● Data records
==========

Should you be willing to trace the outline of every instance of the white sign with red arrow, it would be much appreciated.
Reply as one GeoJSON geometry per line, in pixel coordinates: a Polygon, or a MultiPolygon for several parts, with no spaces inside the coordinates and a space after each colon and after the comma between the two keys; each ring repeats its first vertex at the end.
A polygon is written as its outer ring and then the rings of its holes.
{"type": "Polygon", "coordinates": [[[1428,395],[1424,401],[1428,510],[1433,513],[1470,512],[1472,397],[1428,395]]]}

==========

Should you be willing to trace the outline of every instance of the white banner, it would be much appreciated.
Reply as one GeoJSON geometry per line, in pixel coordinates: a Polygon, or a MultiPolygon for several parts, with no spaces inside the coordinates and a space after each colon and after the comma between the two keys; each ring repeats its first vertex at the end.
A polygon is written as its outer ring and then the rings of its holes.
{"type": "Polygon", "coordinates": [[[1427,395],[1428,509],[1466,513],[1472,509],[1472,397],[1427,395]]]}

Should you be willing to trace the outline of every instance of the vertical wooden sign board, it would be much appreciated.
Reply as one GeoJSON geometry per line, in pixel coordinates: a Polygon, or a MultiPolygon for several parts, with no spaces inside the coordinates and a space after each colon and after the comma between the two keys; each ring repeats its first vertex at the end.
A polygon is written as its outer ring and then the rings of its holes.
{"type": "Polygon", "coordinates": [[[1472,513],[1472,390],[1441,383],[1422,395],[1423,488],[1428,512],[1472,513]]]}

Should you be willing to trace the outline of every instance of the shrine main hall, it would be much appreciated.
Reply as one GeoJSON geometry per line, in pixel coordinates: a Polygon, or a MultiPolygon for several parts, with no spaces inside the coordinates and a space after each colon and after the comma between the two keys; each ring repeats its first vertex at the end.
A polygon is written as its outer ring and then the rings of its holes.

==========

The answer should consist of all lines from the records above that hold the word "white".

Should you be willing to trace the outline of every instance of the white sign with red arrow, it would be much appreciated.
Should you be willing to trace the outline of every instance of the white banner, it would be much appreciated.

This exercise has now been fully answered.